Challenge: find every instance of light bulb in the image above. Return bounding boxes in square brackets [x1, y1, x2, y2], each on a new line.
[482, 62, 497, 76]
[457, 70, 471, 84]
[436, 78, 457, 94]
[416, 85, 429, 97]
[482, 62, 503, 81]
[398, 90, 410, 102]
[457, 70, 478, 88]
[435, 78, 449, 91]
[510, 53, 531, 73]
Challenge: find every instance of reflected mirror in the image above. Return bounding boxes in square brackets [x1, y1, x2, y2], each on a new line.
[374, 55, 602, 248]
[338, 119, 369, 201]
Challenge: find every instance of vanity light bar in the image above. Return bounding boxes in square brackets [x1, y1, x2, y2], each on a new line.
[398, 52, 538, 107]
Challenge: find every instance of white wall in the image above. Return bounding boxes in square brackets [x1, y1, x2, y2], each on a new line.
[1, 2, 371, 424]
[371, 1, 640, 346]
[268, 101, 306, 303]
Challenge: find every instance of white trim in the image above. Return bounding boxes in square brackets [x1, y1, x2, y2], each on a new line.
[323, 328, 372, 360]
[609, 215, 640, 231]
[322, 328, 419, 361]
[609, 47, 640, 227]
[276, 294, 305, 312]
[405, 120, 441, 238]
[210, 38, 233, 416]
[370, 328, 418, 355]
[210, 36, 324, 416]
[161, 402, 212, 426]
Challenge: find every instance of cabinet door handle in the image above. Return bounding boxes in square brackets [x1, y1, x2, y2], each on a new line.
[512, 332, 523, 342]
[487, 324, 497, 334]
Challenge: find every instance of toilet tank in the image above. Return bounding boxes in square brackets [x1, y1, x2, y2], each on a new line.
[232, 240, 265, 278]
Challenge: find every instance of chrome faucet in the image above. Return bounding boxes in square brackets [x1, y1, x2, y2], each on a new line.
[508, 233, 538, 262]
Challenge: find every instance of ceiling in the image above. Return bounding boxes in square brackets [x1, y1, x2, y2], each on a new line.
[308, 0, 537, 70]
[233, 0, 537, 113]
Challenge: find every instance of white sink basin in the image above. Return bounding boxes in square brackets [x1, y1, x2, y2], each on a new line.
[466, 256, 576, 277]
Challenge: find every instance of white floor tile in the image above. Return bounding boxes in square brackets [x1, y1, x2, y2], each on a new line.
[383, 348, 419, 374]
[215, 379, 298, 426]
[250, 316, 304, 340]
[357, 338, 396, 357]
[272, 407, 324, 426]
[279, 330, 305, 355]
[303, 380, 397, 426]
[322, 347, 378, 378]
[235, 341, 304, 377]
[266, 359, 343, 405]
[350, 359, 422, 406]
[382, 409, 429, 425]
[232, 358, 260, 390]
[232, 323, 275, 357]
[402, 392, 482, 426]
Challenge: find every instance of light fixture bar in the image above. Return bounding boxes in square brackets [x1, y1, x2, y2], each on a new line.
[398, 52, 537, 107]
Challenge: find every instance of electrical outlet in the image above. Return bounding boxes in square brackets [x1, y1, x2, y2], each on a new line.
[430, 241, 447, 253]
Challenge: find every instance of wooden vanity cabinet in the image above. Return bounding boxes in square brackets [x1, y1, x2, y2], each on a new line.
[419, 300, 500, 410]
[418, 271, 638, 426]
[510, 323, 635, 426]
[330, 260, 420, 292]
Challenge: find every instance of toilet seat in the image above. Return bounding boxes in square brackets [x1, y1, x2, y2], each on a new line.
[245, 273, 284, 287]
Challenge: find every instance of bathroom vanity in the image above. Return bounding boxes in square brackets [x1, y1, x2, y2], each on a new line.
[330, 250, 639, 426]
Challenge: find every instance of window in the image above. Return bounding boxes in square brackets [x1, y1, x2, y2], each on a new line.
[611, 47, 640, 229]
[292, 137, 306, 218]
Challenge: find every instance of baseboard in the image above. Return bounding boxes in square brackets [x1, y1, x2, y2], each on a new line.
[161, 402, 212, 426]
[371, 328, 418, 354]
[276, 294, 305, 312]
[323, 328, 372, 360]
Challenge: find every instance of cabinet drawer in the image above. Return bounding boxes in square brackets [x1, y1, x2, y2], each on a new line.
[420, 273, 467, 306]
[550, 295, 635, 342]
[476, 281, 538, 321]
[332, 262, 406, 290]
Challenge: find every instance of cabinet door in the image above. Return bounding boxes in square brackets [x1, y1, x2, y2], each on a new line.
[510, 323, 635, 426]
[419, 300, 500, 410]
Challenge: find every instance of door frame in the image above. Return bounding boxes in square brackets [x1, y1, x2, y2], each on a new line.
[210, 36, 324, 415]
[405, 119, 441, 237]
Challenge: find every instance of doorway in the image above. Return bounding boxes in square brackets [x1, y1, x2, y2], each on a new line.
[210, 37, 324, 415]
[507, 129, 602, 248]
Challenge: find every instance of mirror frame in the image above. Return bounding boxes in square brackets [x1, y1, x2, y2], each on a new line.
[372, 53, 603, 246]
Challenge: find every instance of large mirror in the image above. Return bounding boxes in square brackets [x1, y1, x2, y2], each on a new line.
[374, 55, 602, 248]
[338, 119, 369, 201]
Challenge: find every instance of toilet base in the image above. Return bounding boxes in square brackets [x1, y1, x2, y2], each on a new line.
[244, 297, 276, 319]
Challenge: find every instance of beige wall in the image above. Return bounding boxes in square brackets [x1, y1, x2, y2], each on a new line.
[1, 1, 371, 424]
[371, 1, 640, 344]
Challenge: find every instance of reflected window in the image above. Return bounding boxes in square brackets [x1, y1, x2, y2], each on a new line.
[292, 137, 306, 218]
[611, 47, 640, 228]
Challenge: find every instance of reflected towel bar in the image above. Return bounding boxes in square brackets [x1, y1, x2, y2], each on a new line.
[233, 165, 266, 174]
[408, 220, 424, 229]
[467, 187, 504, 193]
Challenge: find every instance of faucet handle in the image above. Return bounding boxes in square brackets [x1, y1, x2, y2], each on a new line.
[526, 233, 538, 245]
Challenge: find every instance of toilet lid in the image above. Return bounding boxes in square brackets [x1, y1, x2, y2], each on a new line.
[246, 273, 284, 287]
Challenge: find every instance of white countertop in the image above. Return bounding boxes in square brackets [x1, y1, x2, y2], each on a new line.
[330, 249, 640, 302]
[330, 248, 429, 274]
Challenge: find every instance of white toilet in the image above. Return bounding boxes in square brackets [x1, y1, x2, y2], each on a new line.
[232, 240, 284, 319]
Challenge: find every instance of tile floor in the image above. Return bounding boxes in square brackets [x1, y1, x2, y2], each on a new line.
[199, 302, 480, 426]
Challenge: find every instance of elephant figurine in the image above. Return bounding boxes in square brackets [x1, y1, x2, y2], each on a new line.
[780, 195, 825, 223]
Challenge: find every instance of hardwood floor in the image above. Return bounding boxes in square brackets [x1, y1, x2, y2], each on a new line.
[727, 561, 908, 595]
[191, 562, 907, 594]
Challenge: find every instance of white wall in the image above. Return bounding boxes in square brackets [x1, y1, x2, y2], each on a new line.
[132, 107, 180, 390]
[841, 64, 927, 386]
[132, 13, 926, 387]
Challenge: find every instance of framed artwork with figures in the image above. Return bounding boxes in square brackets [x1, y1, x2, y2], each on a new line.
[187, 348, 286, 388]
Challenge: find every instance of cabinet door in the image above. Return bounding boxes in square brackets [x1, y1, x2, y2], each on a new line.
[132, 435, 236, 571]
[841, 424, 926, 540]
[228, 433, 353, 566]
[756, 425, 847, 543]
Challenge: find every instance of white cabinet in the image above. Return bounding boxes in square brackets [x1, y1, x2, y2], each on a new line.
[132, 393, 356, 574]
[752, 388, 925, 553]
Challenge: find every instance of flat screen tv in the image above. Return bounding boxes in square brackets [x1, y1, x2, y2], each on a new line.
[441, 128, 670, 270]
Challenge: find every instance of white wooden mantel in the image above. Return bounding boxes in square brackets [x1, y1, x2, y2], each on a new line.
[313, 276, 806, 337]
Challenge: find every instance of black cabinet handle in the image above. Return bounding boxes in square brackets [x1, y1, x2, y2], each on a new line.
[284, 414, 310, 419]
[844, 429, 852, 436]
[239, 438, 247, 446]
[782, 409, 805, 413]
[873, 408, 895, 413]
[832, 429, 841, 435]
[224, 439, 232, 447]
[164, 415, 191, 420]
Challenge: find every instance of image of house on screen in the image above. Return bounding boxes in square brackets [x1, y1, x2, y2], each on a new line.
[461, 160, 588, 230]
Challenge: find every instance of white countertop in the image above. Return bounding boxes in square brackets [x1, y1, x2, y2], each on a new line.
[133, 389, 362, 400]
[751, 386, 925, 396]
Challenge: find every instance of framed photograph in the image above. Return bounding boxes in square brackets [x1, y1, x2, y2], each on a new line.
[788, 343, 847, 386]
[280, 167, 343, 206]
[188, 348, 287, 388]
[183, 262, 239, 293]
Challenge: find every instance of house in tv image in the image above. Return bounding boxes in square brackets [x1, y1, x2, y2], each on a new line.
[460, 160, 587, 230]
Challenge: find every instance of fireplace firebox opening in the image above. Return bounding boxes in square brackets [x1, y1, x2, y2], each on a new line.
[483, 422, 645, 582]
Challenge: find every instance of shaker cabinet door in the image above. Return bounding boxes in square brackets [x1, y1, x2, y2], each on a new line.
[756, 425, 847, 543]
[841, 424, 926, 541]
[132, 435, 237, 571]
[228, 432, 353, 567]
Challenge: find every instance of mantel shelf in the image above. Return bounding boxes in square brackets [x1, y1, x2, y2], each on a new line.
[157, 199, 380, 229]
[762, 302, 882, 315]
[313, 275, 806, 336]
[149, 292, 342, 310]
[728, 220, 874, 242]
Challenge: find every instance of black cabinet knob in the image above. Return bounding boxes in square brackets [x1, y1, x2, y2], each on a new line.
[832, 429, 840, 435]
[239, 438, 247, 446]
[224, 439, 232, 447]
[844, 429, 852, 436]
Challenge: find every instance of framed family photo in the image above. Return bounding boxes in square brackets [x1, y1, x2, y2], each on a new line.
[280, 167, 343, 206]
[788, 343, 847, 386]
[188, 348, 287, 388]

—————

Everything from the line containing "Challenge: find every instance of black cabinet knob" to the end of the data above should be quoted exactly, please, both ends included, and nothing outside that span.

Challenge: find every instance of black cabinet knob in the image above. Return bounding boxes in square brackets [x1, y1, x2, y2], each on a new line.
[832, 429, 840, 435]
[239, 438, 247, 446]
[224, 439, 232, 447]
[844, 429, 852, 436]
Challenge: find every instance of framed family photo in the image above. Return bounding boxes in square brackets [x1, y1, x2, y2], each on a new line.
[280, 167, 343, 206]
[788, 343, 847, 386]
[188, 348, 287, 388]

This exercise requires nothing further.